* Your instructions: Convert the records below into a Markdown table with two columns, Row and Line, putting each line in its own numbered row and omitting blank lines.

* Extracted data:
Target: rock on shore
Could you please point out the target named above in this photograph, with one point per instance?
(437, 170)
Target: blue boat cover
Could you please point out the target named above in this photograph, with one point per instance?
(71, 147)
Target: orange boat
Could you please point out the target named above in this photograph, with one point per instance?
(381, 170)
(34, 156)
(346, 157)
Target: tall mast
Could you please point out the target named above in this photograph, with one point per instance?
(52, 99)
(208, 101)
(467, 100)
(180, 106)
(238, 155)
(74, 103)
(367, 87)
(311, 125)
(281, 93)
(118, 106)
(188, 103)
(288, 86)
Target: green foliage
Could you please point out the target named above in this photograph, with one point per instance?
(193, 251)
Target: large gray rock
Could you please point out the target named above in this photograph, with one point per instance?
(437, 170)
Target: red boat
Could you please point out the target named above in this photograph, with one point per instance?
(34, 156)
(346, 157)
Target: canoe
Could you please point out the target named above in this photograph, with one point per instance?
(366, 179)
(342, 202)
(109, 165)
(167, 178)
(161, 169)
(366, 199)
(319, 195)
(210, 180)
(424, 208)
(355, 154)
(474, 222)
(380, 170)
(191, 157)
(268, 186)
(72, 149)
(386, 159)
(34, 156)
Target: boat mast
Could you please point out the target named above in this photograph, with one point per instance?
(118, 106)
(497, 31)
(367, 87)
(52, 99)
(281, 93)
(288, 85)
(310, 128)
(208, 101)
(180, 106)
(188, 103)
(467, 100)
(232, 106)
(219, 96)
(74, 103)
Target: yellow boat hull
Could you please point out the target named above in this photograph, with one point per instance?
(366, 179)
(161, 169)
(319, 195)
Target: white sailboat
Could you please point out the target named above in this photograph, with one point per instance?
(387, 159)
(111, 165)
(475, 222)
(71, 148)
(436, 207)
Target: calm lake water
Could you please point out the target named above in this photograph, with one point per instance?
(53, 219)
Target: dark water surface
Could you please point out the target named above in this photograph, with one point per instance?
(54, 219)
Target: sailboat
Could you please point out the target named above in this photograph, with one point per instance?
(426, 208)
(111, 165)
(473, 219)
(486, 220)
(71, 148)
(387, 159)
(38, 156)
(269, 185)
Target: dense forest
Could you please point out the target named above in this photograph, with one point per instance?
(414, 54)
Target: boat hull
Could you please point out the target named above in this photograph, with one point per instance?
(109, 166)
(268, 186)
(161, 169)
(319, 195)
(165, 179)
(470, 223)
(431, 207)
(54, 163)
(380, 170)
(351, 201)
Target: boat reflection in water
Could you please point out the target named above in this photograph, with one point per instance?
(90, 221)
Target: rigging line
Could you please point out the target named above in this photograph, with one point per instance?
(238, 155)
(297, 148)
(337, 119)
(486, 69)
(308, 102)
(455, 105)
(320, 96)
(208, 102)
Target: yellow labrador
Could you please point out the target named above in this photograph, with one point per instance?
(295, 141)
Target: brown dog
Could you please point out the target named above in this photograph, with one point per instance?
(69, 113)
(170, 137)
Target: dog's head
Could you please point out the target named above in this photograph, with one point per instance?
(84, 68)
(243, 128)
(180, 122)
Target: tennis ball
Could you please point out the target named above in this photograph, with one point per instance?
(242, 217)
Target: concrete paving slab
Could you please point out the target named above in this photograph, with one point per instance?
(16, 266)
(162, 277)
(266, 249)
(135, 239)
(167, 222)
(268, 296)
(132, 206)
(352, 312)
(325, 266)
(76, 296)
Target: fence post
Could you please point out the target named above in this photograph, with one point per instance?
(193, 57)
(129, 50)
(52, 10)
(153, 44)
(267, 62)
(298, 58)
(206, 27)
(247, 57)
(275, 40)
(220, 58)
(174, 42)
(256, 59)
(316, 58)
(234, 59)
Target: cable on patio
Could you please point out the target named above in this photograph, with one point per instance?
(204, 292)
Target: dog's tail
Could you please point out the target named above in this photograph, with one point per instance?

* Output:
| Row | Line |
|---|---|
| 1 | Target: rock on shore |
| 2 | Could you please point out the target named above in this photograph, with one point per instance? |
| 3 | (437, 170) |
| 4 | Target: blue boat cover |
| 5 | Could you please point out the target named above in this photograph, with one point per instance? |
| 6 | (71, 147) |
| 7 | Target: orange boat |
| 8 | Could you please point out the target named above in this photograph, with one point per instance? |
| 9 | (381, 170) |
| 10 | (34, 156) |
| 11 | (346, 157) |
| 12 | Target: tall mast |
| 13 | Could you please point out the target named above in this photograph, with one point per instance? |
| 14 | (52, 99) |
| 15 | (208, 101) |
| 16 | (467, 100) |
| 17 | (180, 106) |
| 18 | (238, 155) |
| 19 | (74, 103) |
| 20 | (367, 87) |
| 21 | (311, 125) |
| 22 | (281, 93) |
| 23 | (118, 106) |
| 24 | (188, 103) |
| 25 | (288, 86) |
| 26 | Target: green foliage |
| 27 | Could you please point out the target named above in this photograph, with one point per instance? |
| 28 | (193, 251) |
| 29 | Target: large gray rock |
| 30 | Could you please point out the target named above in this photograph, with one point per instance? |
| 31 | (437, 170) |
| 32 | Target: red boat |
| 33 | Could you please point out the target named above in this photograph, with one point per instance? |
| 34 | (34, 156) |
| 35 | (346, 157) |
| 36 | Target: canoe |
| 37 | Could you please point out the target named above in this photograph, with one point per instance? |
| 38 | (366, 179) |
| 39 | (342, 202) |
| 40 | (109, 165) |
| 41 | (167, 178) |
| 42 | (161, 169) |
| 43 | (366, 199) |
| 44 | (319, 195) |
| 45 | (210, 180) |
| 46 | (424, 208) |
| 47 | (355, 154) |
| 48 | (474, 222) |
| 49 | (380, 170) |
| 50 | (191, 157) |
| 51 | (268, 186) |
| 52 | (72, 149) |
| 53 | (386, 159) |
| 54 | (34, 156) |
| 55 | Target: boat mast |
| 56 | Could you please point out the target named above in this photograph, with one point per instance? |
| 57 | (118, 106) |
| 58 | (497, 31) |
| 59 | (367, 87) |
| 60 | (52, 99) |
| 61 | (281, 93) |
| 62 | (288, 85) |
| 63 | (310, 128) |
| 64 | (208, 101) |
| 65 | (180, 106) |
| 66 | (188, 103) |
| 67 | (467, 100) |
| 68 | (232, 106) |
| 69 | (219, 96) |
| 70 | (74, 103) |
| 71 | Target: yellow boat hull |
| 72 | Could you please point out the target named above in this photograph, with one point per instance? |
| 73 | (366, 179) |
| 74 | (161, 169) |
| 75 | (319, 195) |
| 76 | Target: white sailboat |
| 77 | Could you please point out the target named above in this photograph, with one point per instance? |
| 78 | (387, 159) |
| 79 | (111, 165) |
| 80 | (475, 222) |
| 81 | (71, 148) |
| 82 | (436, 207) |
| 83 | Target: calm lake water |
| 84 | Could you please point out the target named above in this photograph, with one point per instance? |
| 85 | (53, 219) |
| 86 | Target: dark water surface |
| 87 | Could you please point out the target named above in this photograph, with one point per instance? |
| 88 | (54, 219) |
| 89 | Target: sailboat |
| 90 | Could you please point out the target named above in this photograph, with one point per instance? |
| 91 | (426, 208) |
| 92 | (111, 165) |
| 93 | (473, 219) |
| 94 | (486, 220) |
| 95 | (71, 148) |
| 96 | (387, 159) |
| 97 | (38, 156) |
| 98 | (269, 185) |
| 99 | Target: dense forest |
| 100 | Could you please point out the target named above in this photograph, with one point per instance? |
| 101 | (414, 54) |
| 102 | Target: boat hull |
| 103 | Could you please point out the target named above in this photograph, with one point per instance? |
| 104 | (109, 166) |
| 105 | (268, 186) |
| 106 | (161, 169) |
| 107 | (319, 195) |
| 108 | (165, 179) |
| 109 | (470, 223) |
| 110 | (431, 207) |
| 111 | (54, 163) |
| 112 | (380, 170) |
| 113 | (351, 201) |
| 114 | Target: boat reflection in water |
| 115 | Could you please point out the target named above in this photograph, with one point per instance? |
| 116 | (90, 221) |
| 117 | Target: rigging line |
| 118 | Could you please point out the target named above in this photograph, with one point per instance? |
| 119 | (238, 155) |
| 120 | (297, 148) |
| 121 | (337, 119) |
| 122 | (486, 69) |
| 123 | (308, 102) |
| 124 | (455, 105) |
| 125 | (320, 96) |
| 126 | (208, 102) |
| 127 | Target: yellow labrador |
| 128 | Could you please point out the target named above in this photograph, with one point per instance? |
| 129 | (295, 141) |
| 130 | Target: brown dog |
| 131 | Could you please point out the target named above in this photograph, with one point per instance? |
| 132 | (69, 113) |
| 133 | (170, 137) |
| 134 | Target: dog's head |
| 135 | Could you please point out the target named above in this photograph, with one point per instance? |
| 136 | (84, 68) |
| 137 | (243, 128) |
| 138 | (180, 122) |
| 139 | Target: tennis ball |
| 140 | Could you please point out the target named above in this photograph, with one point per instance? |
| 141 | (242, 217) |
| 142 | Target: concrete paving slab |
| 143 | Could you please point out the target named above in this photograph, with one point per instance? |
| 144 | (16, 266) |
| 145 | (162, 277) |
| 146 | (266, 249) |
| 147 | (135, 239) |
| 148 | (167, 222) |
| 149 | (268, 296) |
| 150 | (132, 206) |
| 151 | (352, 312) |
| 152 | (325, 266) |
| 153 | (76, 296) |
| 154 | Target: fence post |
| 155 | Could you please point out the target named above in this photograph, with one point per instance? |
| 156 | (193, 57) |
| 157 | (129, 50) |
| 158 | (52, 10) |
| 159 | (153, 44) |
| 160 | (267, 62) |
| 161 | (298, 58) |
| 162 | (206, 27) |
| 163 | (247, 57) |
| 164 | (275, 40) |
| 165 | (220, 58) |
| 166 | (174, 42) |
| 167 | (256, 59) |
| 168 | (316, 58) |
| 169 | (234, 59) |
| 170 | Target: cable on patio |
| 171 | Could you please point out the target named above in this photograph, with one point per instance? |
| 172 | (204, 292) |
| 173 | Target: dog's tail |
| 174 | Could you please point out the target named above in this photograph, with one point per instance? |